* Brano da esaminare
━━━━━━━━━━
Tra Giovanni Paolo II e Benedetto XVI io penso che sia quest'ultimo ad avere ragione. Goethe, che negli Epigrammi veneziani affianca la croce di Cristo alla puzza dell'aglio, è incompatibile col Cristianesimo. Per Goethe il bene e il male non esistono, e chi continua a pensare il mondo in termini morali è un immaturo che non ha capito nulla della vita. Il Diavolo è quella forza «che vuole sempre il male e opera sempre il bene» perché il bene e il male non esistono, esiste solo la vita, che non è né bene né male, è «al di là del bene e del male» come vuole Friedrich Nietzsche, nemico per eccellenza del Cristianesimo e grande ammiratore di Goethe. «Noi ci intendiamo anche riguardo alla croce» scrive di lui nel Crepuscolo degli idoli. Ma per il Cristianesimo il male c'è, a Gesù non è mai passato per la testa di pensare l'azione di Satana come finalizzata al bene.

Ma allora perché Giovanni Paolo II si è rifatto a Goethe? Che cosa c'è in quella frase che l'ha affascinato? C'è la possibilità di pensare la razionalità della natura e della storia. La frase di Goethe è parsa al Pontefice poter sostenere la concezione teologica tradizionale della storia e della natura come razionali e governate, sulla quale si reggono molti elementi della dottrina e della morale. Nella natura ci sono mille casi di malattie e di catastrofi. Prendiamo l'handicap.
Se è vero che la vita viene direttamente da Dio (come vuole la teologia tradizionale della natura per salvare la quale Giovanni Paolo II si rifà a Goethe), perché alcuni figli degli uomini nascono così? Se la biologia umana è governata da Dio, che cosa dire a quei genitori il cui figlio nasce così? Chi tra i cristiani accetta la frase di Goethe, pensa che dietro quelle nascite vi è la mano di Dio, che vuole punire oppure salvare mediante il valore espiativo del dolore innocente, il quale quindi risulta necessario e utile.
━━━━━━━━━━
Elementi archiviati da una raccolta
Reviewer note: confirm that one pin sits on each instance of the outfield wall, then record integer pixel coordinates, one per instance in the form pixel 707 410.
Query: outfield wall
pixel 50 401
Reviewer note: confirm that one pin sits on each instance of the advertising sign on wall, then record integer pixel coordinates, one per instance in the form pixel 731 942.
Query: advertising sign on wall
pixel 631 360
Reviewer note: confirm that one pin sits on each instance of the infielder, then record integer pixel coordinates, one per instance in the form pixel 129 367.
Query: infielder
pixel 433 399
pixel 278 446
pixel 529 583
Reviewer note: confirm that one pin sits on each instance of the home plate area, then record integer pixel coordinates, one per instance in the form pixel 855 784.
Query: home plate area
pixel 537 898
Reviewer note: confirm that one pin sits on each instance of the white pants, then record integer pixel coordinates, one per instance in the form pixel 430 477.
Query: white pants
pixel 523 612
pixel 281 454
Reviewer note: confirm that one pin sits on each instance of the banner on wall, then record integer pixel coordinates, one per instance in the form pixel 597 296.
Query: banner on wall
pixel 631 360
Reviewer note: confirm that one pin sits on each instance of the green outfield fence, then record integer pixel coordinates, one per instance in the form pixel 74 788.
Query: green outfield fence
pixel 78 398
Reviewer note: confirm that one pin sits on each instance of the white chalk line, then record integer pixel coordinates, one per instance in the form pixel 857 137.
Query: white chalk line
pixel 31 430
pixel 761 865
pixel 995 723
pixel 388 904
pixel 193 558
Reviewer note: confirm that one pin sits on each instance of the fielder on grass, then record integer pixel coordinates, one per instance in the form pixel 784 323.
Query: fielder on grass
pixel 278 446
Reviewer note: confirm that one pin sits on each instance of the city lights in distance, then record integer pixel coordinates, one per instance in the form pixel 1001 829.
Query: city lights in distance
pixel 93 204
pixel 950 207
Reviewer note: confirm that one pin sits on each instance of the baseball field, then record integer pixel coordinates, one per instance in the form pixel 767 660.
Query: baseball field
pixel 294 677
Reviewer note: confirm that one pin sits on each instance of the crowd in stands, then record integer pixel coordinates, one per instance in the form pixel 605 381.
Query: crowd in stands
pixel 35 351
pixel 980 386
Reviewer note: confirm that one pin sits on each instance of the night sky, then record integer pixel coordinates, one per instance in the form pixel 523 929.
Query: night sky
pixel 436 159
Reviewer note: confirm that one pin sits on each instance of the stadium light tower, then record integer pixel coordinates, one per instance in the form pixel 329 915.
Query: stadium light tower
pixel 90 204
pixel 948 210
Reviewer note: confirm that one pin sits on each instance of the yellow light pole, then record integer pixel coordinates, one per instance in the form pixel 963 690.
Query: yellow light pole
━━━━━━━━━━
* Cosa si chiede
Dal brano su Goethe e il Cristianesimo, ricopia tutto il testo da "Se è vero che" giù fino a "necessario e utile.".

* Soluzione
Se è vero che la vita viene direttamente da Dio (come vuole la teologia tradizionale della natura per salvare la quale Giovanni Paolo II si rifà a Goethe), perché alcuni figli degli uomini nascono così? Se la biologia umana è governata da Dio, che cosa dire a quei genitori il cui figlio nasce così? Chi tra i cristiani accetta la frase di Goethe, pensa che dietro quelle nascite vi è la mano di Dio, che vuole punire oppure salvare mediante il valore espiativo del dolore innocente, il quale quindi risulta necessario e utile.